Tuliskan kembali seluruh daftar di bawah ini baris demi baris tanpa mengubah apa pun.
┌────────
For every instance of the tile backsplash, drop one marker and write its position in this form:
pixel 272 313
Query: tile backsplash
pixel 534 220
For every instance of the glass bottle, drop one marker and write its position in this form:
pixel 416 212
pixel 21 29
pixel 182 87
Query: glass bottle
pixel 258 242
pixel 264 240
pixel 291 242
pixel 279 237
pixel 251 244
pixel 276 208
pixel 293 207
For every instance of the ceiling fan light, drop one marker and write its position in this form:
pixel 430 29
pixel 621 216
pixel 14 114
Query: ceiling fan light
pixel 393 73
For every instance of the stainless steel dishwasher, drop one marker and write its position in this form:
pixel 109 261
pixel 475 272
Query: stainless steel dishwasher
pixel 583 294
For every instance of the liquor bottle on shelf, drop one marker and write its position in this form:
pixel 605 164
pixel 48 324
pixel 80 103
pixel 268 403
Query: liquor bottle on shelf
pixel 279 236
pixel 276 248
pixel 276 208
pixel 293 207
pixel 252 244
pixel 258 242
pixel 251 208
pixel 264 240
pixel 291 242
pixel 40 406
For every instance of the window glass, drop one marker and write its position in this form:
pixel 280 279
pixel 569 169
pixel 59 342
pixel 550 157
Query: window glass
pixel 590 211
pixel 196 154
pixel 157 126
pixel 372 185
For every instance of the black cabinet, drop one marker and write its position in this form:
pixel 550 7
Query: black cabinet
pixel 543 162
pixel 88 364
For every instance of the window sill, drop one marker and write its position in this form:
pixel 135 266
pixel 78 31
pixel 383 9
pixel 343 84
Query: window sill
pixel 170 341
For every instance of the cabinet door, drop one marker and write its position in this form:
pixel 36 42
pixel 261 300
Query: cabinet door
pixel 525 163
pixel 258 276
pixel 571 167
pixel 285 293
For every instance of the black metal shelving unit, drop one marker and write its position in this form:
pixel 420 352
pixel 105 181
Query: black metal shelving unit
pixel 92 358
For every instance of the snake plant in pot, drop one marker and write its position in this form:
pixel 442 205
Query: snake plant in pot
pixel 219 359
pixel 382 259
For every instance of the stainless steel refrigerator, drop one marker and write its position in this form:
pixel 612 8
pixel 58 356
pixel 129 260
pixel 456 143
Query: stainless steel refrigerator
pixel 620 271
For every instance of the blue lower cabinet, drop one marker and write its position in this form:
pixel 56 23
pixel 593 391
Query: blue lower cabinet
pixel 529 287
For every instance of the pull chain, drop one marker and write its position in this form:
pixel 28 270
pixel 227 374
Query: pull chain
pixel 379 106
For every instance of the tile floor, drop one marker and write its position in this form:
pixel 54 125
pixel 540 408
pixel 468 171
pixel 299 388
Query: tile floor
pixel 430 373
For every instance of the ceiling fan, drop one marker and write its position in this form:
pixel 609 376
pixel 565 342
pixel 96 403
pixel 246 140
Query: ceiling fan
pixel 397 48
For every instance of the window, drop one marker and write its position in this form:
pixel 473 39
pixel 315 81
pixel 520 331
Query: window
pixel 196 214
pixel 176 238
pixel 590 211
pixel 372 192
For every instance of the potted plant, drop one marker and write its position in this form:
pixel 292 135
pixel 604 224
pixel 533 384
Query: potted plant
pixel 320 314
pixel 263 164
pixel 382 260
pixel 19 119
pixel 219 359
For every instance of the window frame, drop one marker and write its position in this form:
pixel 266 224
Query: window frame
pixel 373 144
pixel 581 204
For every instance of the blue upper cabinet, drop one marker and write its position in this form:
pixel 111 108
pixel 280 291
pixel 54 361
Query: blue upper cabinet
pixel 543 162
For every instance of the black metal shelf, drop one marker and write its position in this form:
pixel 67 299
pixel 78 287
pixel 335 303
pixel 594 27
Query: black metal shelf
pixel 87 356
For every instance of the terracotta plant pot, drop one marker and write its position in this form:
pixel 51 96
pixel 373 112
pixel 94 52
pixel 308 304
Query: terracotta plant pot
└────────
▸ **Jawaban yang Diharapkan**:
For every instance of the tile backsplash, drop one marker and write its position in this form:
pixel 272 313
Query: tile backsplash
pixel 534 220
For every instance of the glass bottle, drop one marker and write its position in this form:
pixel 416 212
pixel 21 29
pixel 182 87
Query: glass bottle
pixel 258 242
pixel 264 240
pixel 291 242
pixel 279 237
pixel 251 244
pixel 276 208
pixel 293 207
For every instance of the ceiling fan light, drop one marker and write its position in this form:
pixel 430 29
pixel 621 216
pixel 14 114
Query: ceiling fan light
pixel 393 73
For every instance of the stainless steel dishwasher, drop one marker and write its position in this form:
pixel 109 261
pixel 475 272
Query: stainless steel dishwasher
pixel 583 294
For every instance of the liquor bottle on shelf, drop one marker and write its position in this form:
pixel 605 164
pixel 48 324
pixel 80 103
pixel 268 403
Query: liquor bottle on shelf
pixel 279 236
pixel 276 248
pixel 276 208
pixel 293 207
pixel 252 244
pixel 258 242
pixel 251 208
pixel 264 240
pixel 291 242
pixel 40 406
For every instance of the window glass, drop one marker and write its position in this form:
pixel 280 279
pixel 569 169
pixel 59 342
pixel 550 157
Query: window glass
pixel 590 211
pixel 196 154
pixel 157 126
pixel 372 185
For every instance of the black cabinet, drop one marker and write its position in this form:
pixel 550 7
Query: black cabinet
pixel 543 162
pixel 88 364
For every instance of the window sill, drop one marker and write its position in this form:
pixel 135 266
pixel 78 31
pixel 383 9
pixel 343 84
Query: window sill
pixel 170 341
For every instance of the cabinet door, drop one marker and write its position in this form:
pixel 36 42
pixel 261 300
Query: cabinet door
pixel 525 163
pixel 258 276
pixel 571 167
pixel 285 293
For every instance of the black metal shelving unit, drop one marker and write its position in this form:
pixel 420 352
pixel 105 181
Query: black metal shelving unit
pixel 92 358
For every instance of the snake plant in pot, drop one marker and write its position in this form:
pixel 442 205
Query: snake plant in pot
pixel 219 359
pixel 382 259
For every instance of the stainless steel refrigerator, drop one marker and write its position in this form:
pixel 612 8
pixel 58 356
pixel 129 260
pixel 456 143
Query: stainless steel refrigerator
pixel 620 271
For every instance of the blue lower cabinet, drop one marker and write its position in this form:
pixel 56 23
pixel 593 391
Query: blue lower cabinet
pixel 529 287
For every instance of the pull chain, drop one marker and write its position in this form:
pixel 28 270
pixel 227 374
Query: pull chain
pixel 379 106
For every instance of the tile floor, drop one marker and write its position in this form:
pixel 54 125
pixel 540 408
pixel 468 171
pixel 299 388
Query: tile floor
pixel 430 373
For every instance of the ceiling fan, drop one marker and write its position in this form:
pixel 609 376
pixel 565 342
pixel 96 403
pixel 246 140
Query: ceiling fan
pixel 397 48
For every instance of the window, drop one marker and write its position in this form:
pixel 473 39
pixel 315 81
pixel 520 331
Query: window
pixel 196 214
pixel 176 238
pixel 590 211
pixel 372 192
For every instance of the potted plant, drop one marker and write its position in this form:
pixel 292 135
pixel 604 224
pixel 533 384
Query: potted plant
pixel 320 314
pixel 263 164
pixel 382 260
pixel 19 119
pixel 219 359
For every instance of the window frame, drop one marker and write its position in this form:
pixel 266 224
Query: window frame
pixel 373 144
pixel 581 204
For every instance of the blue upper cabinet, drop one marker and write its position in this form:
pixel 111 108
pixel 280 291
pixel 54 361
Query: blue upper cabinet
pixel 543 162
For every instance of the black metal shelf, drop one marker and write its position in this form:
pixel 67 299
pixel 78 287
pixel 335 303
pixel 594 27
Query: black metal shelf
pixel 87 356
For every instance of the terracotta plant pot, drop one marker and write its position in this form:
pixel 51 96
pixel 373 112
pixel 94 52
pixel 308 304
Query: terracotta plant pot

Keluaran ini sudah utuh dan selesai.